Extracted data
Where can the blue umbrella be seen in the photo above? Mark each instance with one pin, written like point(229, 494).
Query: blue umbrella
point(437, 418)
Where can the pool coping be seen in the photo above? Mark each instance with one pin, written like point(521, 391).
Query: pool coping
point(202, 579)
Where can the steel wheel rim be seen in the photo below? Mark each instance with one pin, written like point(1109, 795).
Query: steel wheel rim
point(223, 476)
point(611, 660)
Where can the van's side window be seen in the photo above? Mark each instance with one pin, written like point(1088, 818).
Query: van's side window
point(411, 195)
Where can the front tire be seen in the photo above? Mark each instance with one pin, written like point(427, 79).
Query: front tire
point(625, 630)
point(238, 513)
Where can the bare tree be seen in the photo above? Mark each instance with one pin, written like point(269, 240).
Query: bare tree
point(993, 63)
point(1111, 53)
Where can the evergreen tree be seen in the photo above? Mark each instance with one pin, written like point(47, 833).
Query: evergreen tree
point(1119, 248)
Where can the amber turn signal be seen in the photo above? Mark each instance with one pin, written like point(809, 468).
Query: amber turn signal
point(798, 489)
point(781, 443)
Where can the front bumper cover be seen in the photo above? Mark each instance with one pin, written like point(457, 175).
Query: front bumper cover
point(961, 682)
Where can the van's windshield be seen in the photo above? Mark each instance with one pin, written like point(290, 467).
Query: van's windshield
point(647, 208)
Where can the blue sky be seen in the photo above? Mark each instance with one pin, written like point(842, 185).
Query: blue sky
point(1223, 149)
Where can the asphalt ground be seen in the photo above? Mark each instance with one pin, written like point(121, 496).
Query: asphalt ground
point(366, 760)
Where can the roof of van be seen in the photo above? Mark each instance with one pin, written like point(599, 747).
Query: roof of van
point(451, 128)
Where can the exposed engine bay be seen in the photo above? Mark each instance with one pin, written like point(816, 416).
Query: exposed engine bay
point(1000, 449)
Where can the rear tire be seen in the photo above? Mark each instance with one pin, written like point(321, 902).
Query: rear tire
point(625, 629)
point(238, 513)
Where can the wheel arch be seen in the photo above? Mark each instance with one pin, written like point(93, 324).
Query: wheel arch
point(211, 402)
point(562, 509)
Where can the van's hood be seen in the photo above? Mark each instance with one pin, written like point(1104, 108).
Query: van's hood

What the task requires. Copy the data above word for word, line by line, from start to finish.

Task response.
Where can the blue umbrella be seen in the photo above? Mark each instance with one pin, written like point(229, 494).
Query: blue umbrella
point(437, 418)
Where can the pool coping be seen in the photo above? Mark each instance with one pin, written like point(521, 391).
Query: pool coping
point(202, 579)
Where can the steel wheel rim be seen in the photo below? Mark each instance with one pin, written like point(1109, 795).
Query: steel wheel rim
point(223, 476)
point(611, 660)
Where can the van's side window be seen in the photo above? Mark each instance with one pin, written like point(1088, 818).
Query: van's side window
point(411, 195)
Where can the front tire be seen in the photo above? Mark each instance with one pin, written like point(427, 79).
Query: front tire
point(625, 630)
point(238, 513)
Where can the bare tree be seen in the photo above? Mark each instance with one pin, written like point(269, 240).
Query: bare tree
point(993, 63)
point(1111, 53)
Where can the evergreen tree be seen in the photo above? Mark each instance with one pin, written like point(47, 833).
Query: evergreen tree
point(1119, 248)
Where can the amber turn signal be seen in the photo above? Mark each instance with one pin, written like point(809, 468).
Query: amber turn signal
point(798, 489)
point(781, 443)
Where can the front bumper cover be seen in the photo above? Mark each instance with one pin, written like point(457, 175).
Query: front bumper cover
point(961, 682)
Where can the van's windshield be seen in the photo above? Mark each instance with one pin, written like point(290, 467).
Query: van's windshield
point(647, 208)
Where can the blue sky be seen in the photo above? Mark each instance with one pin, written like point(842, 185).
Query: blue sky
point(1223, 149)
Where can the asphalt ground be seen in the photo above? Mark each instance with one pin, written like point(121, 496).
Query: asphalt ground
point(366, 760)
Where can the roof of van be seen in the photo above? Mark each instance with one pin, written like point(599, 747).
Query: roof of van
point(451, 128)
Where can the exposed engine bay be seen in the photo above? Mark each instance with one pin, written like point(816, 416).
Query: exposed engine bay
point(1000, 449)
Where can the rear tire be seen in the photo above? Mark each instance with one pin, written like point(321, 902).
Query: rear tire
point(625, 629)
point(238, 513)
Where can the wheel arch be seen in the photo above? Mark each instance with one pin, written like point(93, 324).
Query: wheel arch
point(211, 402)
point(562, 509)
Where can the van's hood be seen in the photo above? Mark each instance with one pin, written like point(1104, 108).
Query: van's hood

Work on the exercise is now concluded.